[WORK INSTRUCTION] Below are records; give the number of their lines that hold the word "trim", and write nothing more.

[SUPPLIED DATA]
>>>
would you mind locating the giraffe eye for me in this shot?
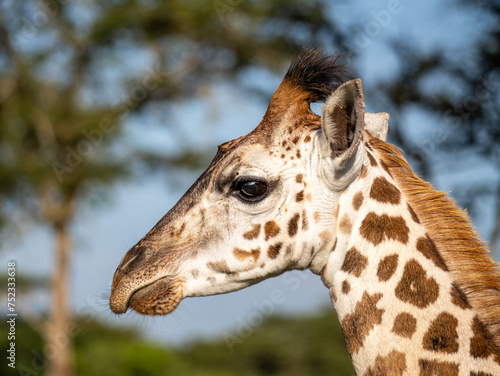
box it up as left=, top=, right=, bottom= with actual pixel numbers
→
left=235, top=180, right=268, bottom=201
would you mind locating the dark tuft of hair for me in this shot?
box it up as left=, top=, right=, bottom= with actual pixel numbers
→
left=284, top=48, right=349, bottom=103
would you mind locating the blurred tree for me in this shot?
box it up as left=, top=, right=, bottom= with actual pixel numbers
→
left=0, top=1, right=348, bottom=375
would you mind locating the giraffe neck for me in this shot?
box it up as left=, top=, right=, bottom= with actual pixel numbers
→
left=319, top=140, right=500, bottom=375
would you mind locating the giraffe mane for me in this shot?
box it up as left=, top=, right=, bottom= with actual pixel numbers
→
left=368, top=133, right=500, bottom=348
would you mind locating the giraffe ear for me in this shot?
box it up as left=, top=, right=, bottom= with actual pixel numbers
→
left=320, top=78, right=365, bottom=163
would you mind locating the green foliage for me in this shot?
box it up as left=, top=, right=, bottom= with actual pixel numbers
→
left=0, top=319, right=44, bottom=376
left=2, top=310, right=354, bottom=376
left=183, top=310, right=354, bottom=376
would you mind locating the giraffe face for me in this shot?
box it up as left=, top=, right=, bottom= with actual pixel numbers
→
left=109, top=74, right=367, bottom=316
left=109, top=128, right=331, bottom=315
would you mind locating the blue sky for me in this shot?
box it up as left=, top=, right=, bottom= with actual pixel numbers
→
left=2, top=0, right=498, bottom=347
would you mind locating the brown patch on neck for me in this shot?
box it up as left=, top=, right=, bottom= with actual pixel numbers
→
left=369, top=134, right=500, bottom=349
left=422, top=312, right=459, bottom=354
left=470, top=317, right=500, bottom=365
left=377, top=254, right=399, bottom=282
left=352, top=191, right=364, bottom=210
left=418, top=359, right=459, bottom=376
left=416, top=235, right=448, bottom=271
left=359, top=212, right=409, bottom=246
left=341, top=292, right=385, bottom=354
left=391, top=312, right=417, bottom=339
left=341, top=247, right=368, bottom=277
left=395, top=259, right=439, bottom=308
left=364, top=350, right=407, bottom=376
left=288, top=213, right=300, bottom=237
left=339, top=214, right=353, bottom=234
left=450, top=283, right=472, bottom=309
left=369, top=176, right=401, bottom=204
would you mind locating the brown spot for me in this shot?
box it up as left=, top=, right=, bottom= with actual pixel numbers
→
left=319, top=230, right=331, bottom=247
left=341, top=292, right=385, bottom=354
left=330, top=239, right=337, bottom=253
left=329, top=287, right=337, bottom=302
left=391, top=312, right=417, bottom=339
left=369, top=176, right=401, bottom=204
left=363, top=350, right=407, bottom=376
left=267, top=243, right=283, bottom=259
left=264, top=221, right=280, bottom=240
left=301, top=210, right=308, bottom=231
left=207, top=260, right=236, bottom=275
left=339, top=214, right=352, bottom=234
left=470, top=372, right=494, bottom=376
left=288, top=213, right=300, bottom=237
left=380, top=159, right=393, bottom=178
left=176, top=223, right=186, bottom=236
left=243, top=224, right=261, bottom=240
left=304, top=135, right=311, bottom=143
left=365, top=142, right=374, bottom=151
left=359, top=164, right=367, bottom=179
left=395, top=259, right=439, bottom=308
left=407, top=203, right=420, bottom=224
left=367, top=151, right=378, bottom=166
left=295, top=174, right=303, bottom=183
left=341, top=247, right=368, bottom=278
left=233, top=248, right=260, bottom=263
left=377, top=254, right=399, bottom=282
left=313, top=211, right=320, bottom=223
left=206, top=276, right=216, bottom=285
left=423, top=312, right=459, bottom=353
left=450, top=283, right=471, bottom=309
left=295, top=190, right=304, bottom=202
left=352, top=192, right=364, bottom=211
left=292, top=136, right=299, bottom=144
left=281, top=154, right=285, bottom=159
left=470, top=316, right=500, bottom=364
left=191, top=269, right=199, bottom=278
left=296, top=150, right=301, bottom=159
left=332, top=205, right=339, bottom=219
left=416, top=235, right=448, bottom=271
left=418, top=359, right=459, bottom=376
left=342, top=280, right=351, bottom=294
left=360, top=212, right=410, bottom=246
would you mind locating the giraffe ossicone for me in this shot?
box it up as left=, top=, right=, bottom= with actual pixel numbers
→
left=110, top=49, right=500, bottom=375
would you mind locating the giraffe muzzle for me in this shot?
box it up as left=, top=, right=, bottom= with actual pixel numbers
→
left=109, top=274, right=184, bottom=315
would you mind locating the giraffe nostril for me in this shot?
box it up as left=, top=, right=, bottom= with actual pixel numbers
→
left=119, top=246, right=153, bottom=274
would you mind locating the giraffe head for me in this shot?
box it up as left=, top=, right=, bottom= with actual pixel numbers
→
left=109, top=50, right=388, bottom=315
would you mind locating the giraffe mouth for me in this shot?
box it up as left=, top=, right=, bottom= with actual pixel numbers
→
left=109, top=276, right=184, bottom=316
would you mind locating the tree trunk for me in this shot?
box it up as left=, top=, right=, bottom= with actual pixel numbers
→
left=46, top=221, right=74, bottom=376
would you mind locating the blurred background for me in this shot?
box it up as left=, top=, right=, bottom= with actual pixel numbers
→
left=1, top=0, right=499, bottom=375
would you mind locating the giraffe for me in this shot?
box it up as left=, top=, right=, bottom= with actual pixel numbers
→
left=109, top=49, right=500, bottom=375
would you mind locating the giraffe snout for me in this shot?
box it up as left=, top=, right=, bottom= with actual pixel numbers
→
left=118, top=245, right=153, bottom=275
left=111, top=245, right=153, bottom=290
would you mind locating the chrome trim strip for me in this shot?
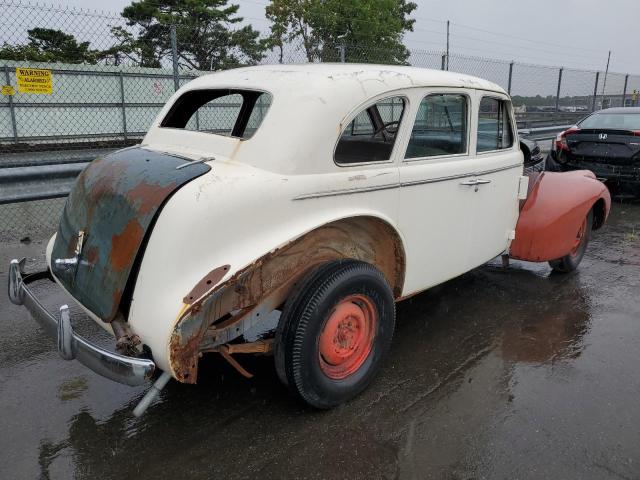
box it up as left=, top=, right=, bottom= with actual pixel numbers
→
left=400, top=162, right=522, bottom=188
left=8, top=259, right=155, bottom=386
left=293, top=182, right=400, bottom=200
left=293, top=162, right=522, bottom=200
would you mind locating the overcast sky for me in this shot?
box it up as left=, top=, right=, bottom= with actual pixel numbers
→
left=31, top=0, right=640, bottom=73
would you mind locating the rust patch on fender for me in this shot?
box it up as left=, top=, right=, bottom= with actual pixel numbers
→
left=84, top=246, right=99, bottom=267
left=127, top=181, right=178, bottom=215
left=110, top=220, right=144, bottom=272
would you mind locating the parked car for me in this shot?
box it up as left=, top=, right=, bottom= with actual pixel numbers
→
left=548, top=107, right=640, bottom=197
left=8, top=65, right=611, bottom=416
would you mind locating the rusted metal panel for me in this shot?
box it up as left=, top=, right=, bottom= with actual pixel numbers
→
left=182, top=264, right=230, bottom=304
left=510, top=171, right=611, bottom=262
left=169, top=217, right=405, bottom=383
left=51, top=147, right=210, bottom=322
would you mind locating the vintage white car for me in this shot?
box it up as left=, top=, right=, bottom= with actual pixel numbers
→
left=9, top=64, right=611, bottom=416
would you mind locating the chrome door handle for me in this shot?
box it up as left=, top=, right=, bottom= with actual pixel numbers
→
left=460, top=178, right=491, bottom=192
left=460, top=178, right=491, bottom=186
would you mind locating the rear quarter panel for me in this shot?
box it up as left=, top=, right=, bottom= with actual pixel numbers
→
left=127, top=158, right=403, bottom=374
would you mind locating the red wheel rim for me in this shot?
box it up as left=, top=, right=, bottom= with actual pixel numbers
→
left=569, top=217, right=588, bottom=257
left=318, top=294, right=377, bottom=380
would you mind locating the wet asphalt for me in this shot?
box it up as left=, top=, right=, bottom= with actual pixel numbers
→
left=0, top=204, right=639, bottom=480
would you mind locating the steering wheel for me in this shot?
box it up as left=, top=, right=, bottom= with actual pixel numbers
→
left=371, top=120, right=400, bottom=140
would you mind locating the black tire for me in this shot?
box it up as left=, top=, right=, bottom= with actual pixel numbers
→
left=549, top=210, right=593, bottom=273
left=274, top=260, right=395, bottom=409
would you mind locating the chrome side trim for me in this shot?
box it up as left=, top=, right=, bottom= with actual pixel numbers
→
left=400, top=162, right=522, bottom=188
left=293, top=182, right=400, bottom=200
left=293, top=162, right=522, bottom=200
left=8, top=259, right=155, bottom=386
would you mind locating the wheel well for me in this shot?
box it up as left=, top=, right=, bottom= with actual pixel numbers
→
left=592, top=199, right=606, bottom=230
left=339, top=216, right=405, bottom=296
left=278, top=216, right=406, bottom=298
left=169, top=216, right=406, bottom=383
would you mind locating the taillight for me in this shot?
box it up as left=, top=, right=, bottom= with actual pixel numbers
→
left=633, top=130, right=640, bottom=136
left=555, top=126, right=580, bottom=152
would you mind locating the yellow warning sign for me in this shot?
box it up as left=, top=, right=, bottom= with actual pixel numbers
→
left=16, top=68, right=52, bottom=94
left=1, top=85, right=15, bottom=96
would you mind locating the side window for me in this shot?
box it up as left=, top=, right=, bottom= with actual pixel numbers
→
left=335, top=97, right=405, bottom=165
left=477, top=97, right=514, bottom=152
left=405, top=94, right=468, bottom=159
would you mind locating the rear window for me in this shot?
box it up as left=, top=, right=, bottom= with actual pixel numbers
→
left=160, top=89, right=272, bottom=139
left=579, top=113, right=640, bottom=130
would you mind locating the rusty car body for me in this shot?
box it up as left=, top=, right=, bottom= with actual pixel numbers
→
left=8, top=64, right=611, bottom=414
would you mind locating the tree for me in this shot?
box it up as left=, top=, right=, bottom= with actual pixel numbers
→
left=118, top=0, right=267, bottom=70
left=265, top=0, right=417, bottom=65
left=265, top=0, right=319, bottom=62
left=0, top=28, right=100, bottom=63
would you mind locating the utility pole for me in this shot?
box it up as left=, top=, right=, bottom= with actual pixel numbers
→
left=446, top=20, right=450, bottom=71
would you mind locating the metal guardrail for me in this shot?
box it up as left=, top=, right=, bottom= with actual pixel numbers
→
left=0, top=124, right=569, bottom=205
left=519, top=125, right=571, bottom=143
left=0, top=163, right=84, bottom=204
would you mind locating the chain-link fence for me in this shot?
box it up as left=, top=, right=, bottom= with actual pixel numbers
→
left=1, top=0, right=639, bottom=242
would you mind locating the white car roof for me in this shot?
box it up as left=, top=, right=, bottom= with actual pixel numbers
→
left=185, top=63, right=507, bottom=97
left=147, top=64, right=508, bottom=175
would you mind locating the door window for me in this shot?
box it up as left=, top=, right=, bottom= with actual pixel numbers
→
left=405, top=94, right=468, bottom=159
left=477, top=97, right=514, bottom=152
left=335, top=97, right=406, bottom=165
<<<
[ANSWER TO THIS TASK] 2